▸ **BRIEF**
All of the entries need to be written out again, exactly as they are.

▸ **WORKING DATA**

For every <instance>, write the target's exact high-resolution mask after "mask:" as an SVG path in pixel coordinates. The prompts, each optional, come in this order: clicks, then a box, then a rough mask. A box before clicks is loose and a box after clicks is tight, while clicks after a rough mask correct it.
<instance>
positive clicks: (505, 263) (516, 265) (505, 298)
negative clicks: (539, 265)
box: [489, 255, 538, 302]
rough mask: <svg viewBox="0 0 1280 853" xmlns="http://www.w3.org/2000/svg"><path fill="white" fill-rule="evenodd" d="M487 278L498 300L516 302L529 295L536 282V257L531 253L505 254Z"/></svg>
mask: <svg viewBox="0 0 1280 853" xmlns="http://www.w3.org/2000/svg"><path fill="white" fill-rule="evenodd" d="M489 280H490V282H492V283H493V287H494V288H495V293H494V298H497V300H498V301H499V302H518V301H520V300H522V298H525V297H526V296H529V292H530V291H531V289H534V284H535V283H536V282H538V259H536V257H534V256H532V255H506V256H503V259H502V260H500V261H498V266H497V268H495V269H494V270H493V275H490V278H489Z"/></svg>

▸ **RESULT OF THE EXERCISE**
For every <instance>, write the target's exact high-resolution mask after "mask:" as an SVG path in pixel coordinates. The prompts, each optional, come in this order: clicks, then a box, then a rough mask. A box before clicks is loose and a box after clicks is tight, while clicks after a rough mask correct it.
<instance>
positive clicks: (505, 263) (516, 265) (505, 298)
negative clicks: (539, 265)
box: [489, 255, 538, 302]
rough mask: <svg viewBox="0 0 1280 853" xmlns="http://www.w3.org/2000/svg"><path fill="white" fill-rule="evenodd" d="M487 278L498 300L516 302L529 295L536 282V257L531 253L505 254Z"/></svg>
mask: <svg viewBox="0 0 1280 853" xmlns="http://www.w3.org/2000/svg"><path fill="white" fill-rule="evenodd" d="M489 280H490V282H492V283H493V287H494V288H495V293H494V298H497V300H498V301H499V302H518V301H520V300H522V298H525V297H526V296H529V292H530V291H531V289H534V284H535V283H536V282H538V259H536V257H534V256H532V255H506V256H503V259H502V260H500V261H498V266H497V268H495V269H494V270H493V275H490V278H489Z"/></svg>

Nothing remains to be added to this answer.